◆ **WORK INSTRUCTION**
Once the line with "Target: sweater cuff" is found in the data, output it and each following line exactly, up to and including the line with "Q: Point out every instance of the long", and nothing before or after.

Referring expression data
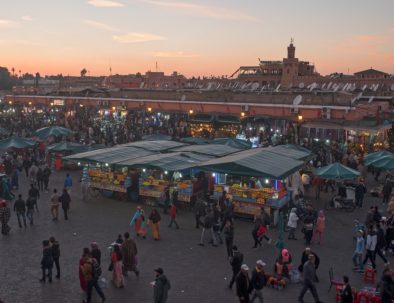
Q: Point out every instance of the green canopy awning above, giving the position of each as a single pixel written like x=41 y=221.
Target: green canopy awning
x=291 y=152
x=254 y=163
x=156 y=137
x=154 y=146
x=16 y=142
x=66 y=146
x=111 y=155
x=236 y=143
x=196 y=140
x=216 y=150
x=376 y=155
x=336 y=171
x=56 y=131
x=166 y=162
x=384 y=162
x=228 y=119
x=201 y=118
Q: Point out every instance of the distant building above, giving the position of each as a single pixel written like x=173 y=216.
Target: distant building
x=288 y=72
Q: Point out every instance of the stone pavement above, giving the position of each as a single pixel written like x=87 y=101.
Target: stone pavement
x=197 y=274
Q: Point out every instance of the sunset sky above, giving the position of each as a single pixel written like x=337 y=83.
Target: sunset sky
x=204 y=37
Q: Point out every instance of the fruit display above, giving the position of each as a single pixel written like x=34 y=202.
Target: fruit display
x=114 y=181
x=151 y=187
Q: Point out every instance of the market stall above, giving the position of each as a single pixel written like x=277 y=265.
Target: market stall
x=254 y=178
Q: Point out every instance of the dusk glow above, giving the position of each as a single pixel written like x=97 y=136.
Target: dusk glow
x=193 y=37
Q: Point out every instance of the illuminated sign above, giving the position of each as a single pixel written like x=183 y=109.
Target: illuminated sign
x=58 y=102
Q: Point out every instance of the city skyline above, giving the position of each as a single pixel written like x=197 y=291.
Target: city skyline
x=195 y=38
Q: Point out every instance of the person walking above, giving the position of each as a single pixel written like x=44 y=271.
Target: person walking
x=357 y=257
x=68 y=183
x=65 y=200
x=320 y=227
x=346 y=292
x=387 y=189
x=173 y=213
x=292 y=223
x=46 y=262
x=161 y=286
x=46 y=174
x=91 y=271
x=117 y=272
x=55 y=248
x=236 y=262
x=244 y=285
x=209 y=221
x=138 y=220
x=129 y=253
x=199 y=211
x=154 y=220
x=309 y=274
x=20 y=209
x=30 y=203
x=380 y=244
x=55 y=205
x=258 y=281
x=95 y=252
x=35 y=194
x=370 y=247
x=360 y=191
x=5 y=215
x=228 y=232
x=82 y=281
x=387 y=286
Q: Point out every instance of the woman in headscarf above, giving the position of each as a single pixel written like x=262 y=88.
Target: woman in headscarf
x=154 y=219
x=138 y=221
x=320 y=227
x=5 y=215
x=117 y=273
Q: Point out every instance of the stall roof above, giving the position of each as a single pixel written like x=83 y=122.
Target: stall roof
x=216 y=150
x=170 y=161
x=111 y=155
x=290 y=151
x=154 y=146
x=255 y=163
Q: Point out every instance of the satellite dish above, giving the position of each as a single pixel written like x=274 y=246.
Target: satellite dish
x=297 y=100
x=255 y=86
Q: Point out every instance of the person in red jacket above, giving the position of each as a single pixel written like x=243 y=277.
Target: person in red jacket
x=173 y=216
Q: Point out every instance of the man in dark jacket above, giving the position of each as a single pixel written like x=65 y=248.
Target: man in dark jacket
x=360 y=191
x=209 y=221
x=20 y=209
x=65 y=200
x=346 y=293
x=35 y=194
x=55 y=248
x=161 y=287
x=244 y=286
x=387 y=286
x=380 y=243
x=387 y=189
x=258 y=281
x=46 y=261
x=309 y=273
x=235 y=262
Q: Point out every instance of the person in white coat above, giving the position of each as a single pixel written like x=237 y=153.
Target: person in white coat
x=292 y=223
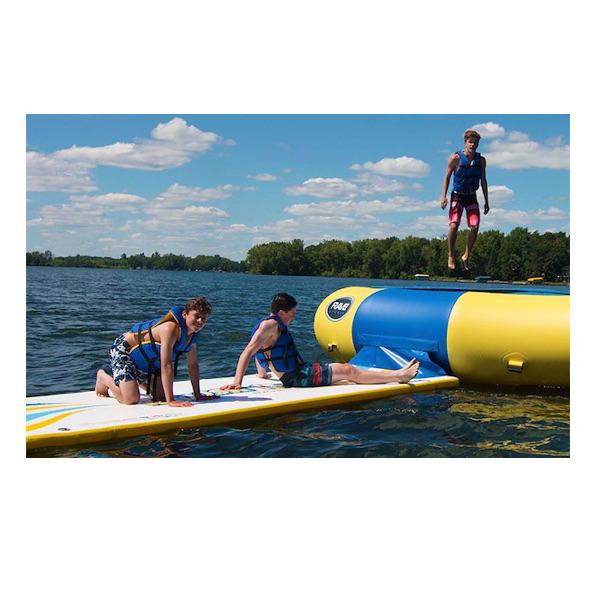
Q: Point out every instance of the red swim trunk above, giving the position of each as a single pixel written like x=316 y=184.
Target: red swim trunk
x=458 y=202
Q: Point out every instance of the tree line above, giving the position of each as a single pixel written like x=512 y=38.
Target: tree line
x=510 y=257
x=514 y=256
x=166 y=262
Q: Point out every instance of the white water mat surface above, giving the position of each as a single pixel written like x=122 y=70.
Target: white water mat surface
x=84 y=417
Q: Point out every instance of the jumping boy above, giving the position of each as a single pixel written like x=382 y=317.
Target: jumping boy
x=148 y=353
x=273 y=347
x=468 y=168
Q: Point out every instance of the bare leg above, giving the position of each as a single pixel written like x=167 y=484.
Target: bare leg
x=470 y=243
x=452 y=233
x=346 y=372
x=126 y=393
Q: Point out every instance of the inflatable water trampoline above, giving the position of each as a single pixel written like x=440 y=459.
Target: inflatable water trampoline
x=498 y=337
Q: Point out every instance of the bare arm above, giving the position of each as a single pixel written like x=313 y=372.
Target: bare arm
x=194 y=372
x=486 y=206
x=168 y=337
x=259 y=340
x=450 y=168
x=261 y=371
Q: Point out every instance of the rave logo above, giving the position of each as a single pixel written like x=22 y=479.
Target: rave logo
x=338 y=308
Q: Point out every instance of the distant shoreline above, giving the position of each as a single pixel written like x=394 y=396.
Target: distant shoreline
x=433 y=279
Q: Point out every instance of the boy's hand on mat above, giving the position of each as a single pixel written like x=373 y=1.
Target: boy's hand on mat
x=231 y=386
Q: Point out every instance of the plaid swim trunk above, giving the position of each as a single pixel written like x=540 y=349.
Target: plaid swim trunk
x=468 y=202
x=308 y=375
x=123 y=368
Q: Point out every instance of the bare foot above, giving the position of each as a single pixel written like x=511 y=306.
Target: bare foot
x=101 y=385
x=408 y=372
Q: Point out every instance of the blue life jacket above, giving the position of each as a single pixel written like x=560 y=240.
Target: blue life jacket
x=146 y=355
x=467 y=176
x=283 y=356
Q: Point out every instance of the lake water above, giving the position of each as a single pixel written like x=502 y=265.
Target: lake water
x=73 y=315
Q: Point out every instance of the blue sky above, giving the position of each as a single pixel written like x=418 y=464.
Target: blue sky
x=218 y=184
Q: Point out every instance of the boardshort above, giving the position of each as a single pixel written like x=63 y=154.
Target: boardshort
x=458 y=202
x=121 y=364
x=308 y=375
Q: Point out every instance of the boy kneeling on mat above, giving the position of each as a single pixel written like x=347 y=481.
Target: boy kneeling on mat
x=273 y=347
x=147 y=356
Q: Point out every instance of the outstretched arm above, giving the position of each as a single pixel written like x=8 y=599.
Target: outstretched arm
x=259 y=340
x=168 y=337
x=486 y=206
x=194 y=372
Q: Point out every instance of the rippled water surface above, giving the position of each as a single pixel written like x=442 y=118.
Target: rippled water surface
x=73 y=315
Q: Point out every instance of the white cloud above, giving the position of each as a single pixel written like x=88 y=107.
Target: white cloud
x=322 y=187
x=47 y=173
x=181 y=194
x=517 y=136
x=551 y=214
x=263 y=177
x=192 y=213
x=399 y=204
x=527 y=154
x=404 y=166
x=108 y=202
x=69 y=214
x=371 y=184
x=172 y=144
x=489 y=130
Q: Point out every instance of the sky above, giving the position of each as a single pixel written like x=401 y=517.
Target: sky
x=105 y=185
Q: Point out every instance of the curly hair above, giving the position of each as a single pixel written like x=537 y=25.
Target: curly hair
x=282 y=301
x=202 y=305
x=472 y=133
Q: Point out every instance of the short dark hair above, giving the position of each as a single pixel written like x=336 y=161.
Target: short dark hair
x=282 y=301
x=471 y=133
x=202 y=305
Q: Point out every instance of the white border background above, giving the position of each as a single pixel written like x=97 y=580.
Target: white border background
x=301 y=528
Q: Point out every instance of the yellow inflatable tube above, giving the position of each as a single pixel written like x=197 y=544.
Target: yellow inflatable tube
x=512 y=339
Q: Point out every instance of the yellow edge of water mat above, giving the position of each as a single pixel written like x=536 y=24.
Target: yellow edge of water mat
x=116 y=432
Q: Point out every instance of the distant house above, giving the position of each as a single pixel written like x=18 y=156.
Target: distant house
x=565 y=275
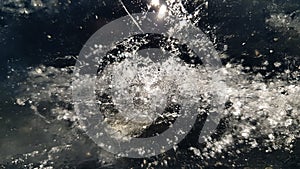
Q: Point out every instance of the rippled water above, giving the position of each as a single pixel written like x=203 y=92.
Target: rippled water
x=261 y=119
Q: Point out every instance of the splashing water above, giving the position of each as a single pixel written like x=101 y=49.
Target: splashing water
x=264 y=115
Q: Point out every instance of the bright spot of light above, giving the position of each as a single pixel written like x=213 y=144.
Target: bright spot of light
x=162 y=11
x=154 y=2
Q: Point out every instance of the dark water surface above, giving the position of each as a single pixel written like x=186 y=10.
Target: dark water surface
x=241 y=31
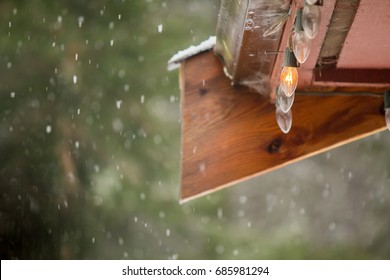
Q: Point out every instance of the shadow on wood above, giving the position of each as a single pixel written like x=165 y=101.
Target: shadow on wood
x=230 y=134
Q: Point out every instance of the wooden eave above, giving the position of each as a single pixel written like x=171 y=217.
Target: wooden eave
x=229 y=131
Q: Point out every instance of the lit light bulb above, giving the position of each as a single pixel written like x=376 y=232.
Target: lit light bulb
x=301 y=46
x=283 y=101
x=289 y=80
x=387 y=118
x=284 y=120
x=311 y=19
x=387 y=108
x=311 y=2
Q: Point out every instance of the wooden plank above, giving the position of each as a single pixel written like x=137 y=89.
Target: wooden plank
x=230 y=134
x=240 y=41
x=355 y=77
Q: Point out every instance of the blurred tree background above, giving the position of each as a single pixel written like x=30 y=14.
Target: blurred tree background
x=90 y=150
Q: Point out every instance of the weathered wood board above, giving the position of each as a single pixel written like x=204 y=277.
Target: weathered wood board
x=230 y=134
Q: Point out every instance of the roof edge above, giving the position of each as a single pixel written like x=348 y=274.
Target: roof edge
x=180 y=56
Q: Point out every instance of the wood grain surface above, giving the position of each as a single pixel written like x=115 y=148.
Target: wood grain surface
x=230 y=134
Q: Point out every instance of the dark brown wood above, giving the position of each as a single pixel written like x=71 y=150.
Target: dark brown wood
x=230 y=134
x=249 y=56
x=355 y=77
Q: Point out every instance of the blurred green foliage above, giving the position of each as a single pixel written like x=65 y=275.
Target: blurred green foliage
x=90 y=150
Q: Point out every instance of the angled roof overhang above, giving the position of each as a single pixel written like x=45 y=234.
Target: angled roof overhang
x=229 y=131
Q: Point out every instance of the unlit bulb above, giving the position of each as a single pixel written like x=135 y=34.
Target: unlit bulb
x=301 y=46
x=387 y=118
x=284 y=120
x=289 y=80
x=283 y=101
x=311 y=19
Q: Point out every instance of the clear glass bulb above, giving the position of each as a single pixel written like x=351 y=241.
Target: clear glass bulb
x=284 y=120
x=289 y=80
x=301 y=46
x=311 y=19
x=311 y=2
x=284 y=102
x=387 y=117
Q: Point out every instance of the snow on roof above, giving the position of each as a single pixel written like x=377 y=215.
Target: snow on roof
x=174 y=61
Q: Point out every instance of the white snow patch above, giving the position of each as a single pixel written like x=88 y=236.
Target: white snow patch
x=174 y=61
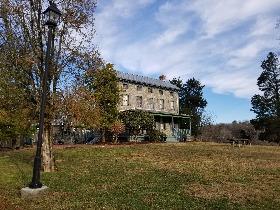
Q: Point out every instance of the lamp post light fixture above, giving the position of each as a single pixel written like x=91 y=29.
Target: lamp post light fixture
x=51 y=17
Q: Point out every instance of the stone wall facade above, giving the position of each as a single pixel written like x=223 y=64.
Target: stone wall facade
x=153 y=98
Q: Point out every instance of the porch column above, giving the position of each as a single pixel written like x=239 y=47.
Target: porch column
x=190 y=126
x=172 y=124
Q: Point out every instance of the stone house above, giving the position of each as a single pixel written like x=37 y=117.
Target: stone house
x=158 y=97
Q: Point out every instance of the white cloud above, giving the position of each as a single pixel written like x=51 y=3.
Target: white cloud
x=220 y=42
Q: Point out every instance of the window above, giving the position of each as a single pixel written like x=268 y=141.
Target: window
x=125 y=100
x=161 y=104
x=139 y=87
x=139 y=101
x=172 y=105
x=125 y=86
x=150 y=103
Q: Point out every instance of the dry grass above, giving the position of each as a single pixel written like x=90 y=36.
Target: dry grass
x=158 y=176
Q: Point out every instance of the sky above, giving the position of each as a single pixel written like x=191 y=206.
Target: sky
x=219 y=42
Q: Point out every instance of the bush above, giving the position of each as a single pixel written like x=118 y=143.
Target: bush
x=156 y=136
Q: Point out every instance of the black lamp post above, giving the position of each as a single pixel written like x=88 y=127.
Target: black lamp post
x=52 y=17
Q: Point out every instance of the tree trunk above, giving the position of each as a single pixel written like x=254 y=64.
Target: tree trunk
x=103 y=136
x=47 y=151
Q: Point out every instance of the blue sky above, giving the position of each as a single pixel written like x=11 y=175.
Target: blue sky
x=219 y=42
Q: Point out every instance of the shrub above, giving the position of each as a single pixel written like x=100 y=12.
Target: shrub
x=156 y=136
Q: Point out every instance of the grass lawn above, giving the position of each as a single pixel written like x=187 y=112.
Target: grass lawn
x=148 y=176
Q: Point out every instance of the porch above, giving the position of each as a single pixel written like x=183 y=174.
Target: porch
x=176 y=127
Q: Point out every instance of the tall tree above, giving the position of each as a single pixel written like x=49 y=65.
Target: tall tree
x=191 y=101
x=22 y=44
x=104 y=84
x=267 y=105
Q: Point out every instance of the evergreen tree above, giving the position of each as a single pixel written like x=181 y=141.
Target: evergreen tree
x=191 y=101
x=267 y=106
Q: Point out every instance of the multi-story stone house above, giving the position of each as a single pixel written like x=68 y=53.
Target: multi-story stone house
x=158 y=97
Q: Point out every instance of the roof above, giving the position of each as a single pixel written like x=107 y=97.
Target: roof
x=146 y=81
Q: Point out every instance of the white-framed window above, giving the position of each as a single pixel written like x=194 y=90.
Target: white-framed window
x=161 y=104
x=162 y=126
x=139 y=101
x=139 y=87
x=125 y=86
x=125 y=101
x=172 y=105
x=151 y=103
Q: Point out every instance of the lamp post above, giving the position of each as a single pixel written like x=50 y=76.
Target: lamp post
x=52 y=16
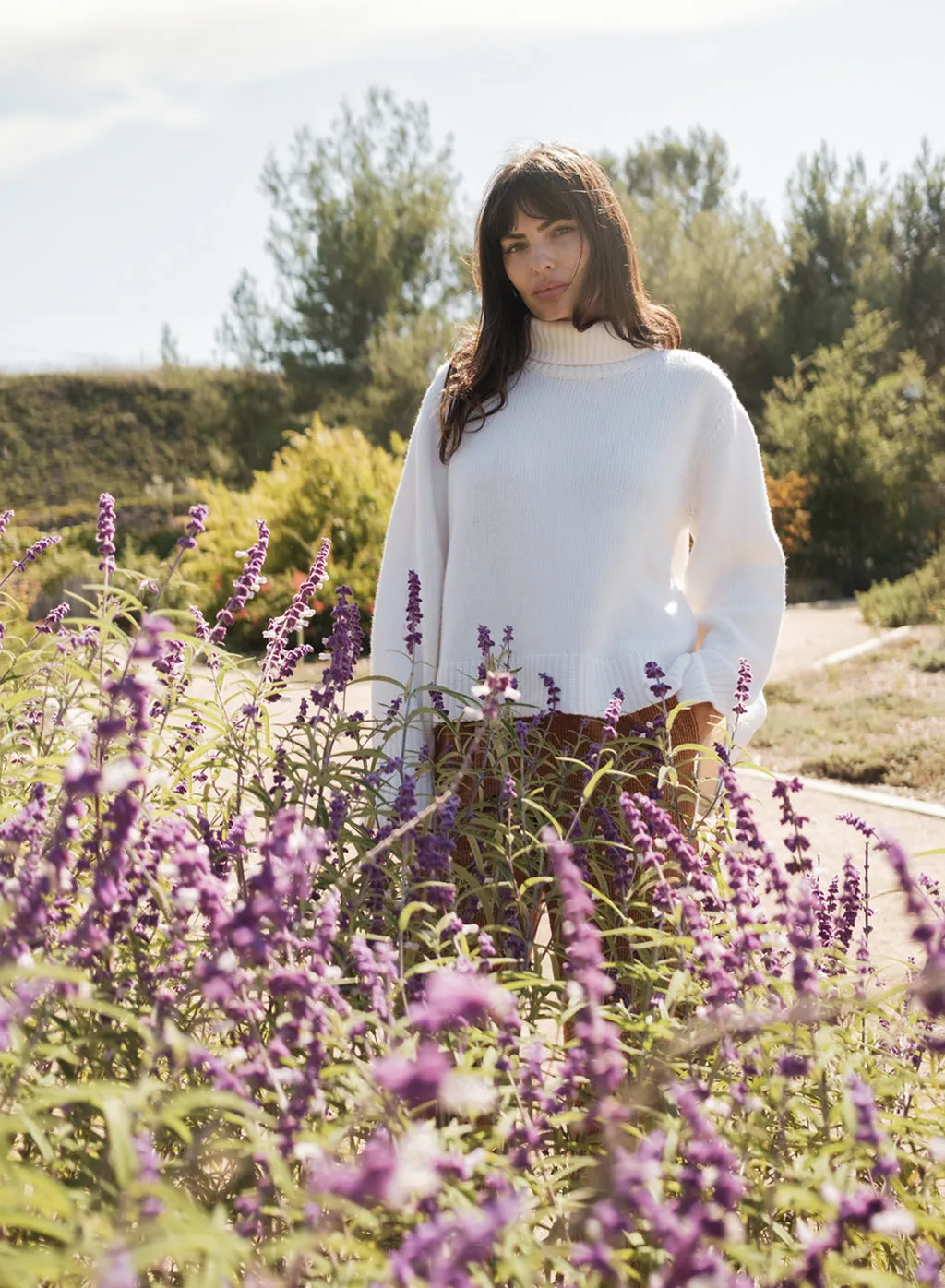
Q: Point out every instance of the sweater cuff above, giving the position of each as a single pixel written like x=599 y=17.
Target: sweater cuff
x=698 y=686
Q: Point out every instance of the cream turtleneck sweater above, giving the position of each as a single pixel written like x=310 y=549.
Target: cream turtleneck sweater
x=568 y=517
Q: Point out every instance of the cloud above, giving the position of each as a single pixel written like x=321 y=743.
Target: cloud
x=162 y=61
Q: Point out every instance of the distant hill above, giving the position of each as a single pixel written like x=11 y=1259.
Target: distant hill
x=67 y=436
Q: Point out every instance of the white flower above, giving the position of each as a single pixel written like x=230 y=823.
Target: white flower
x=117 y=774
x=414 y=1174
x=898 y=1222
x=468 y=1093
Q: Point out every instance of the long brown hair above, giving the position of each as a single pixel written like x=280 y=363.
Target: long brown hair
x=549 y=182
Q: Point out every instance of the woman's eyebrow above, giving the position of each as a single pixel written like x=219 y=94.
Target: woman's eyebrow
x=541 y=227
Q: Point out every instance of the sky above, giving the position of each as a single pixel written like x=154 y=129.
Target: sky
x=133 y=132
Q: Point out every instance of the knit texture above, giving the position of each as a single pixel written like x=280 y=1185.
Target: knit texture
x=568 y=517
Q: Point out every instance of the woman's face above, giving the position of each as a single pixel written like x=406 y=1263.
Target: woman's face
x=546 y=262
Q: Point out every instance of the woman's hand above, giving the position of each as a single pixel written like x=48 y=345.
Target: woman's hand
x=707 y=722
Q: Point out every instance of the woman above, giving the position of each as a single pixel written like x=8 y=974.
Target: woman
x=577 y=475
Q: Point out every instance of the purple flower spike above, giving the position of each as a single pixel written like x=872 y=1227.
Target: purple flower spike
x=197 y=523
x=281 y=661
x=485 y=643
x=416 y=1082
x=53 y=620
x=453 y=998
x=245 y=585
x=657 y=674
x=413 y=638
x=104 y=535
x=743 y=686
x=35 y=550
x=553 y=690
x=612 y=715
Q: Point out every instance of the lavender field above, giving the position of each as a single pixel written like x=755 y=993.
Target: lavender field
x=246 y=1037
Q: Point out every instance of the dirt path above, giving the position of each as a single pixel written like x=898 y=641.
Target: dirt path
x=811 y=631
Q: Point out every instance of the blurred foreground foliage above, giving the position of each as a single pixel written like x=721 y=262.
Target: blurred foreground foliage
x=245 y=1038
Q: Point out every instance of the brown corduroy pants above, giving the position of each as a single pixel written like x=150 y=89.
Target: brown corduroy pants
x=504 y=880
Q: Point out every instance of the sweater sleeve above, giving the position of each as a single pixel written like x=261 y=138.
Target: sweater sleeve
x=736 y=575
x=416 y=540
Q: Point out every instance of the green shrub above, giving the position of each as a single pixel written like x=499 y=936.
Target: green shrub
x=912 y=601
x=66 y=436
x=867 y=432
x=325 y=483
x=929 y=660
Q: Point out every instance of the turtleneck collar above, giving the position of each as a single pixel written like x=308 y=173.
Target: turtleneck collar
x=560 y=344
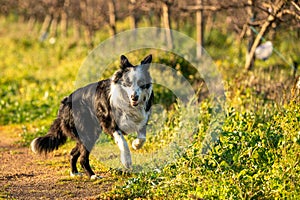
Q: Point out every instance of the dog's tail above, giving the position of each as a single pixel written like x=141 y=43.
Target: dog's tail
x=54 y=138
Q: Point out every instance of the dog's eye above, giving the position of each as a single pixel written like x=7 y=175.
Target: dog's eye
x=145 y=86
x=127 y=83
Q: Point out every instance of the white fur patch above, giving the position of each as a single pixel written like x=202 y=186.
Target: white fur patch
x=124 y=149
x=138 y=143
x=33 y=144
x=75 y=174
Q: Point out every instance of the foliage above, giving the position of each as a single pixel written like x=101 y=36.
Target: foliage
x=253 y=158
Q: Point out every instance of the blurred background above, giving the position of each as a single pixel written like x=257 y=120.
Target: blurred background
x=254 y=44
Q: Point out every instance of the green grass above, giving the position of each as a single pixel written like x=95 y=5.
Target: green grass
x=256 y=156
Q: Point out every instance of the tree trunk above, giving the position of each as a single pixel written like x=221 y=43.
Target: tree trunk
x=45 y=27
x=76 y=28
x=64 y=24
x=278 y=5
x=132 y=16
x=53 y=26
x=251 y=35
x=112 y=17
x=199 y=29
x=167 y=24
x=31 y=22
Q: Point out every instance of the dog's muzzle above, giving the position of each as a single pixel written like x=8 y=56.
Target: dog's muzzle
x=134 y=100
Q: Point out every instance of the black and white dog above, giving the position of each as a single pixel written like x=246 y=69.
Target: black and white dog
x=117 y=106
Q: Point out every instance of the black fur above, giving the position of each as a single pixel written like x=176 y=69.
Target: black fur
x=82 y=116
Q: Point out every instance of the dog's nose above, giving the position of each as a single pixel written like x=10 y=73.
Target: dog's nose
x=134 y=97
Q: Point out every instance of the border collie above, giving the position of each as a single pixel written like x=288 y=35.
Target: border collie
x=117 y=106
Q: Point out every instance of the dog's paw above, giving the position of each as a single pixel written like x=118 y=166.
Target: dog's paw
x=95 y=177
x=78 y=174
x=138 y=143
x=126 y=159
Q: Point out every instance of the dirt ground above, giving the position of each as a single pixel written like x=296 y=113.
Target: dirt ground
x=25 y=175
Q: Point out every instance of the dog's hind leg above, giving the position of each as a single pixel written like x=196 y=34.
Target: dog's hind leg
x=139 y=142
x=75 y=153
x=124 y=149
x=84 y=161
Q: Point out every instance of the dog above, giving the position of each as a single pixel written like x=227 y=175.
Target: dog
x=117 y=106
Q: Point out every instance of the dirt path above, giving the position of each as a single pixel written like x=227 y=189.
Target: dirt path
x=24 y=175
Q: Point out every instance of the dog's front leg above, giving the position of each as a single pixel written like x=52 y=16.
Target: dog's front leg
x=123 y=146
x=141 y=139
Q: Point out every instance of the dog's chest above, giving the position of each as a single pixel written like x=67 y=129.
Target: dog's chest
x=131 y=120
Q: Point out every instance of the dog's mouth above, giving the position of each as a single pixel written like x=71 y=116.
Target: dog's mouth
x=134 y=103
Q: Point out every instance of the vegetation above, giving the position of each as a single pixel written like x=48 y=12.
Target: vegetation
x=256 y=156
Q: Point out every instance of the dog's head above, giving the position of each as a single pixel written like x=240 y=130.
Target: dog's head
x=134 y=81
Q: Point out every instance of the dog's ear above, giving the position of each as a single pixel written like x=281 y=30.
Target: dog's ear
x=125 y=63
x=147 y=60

◆ **SOLUTION**
Target: sweater cuff
x=698 y=686
Q: Point out every instance of the cream turtleneck sweater above, giving the position of each as a single pixel written like x=310 y=549.
Target: cream turtleneck sweater
x=568 y=517
Q: Point out every instance of the cloud above, giving the position of each as a single pixel written like x=321 y=743.
Target: cloud
x=162 y=61
Q: Point out every instance of the distant hill above, giving the position of each as a single pixel written like x=11 y=1259.
Target: distant hill
x=67 y=436
Q: Point out every instance of the white flower above, giving the position of each as a single pixel written like x=230 y=823.
Target: white flower
x=117 y=774
x=414 y=1174
x=898 y=1222
x=468 y=1093
Q: Point out every instance of the long brown hair above, giving the position of each as a single pixel written like x=280 y=363.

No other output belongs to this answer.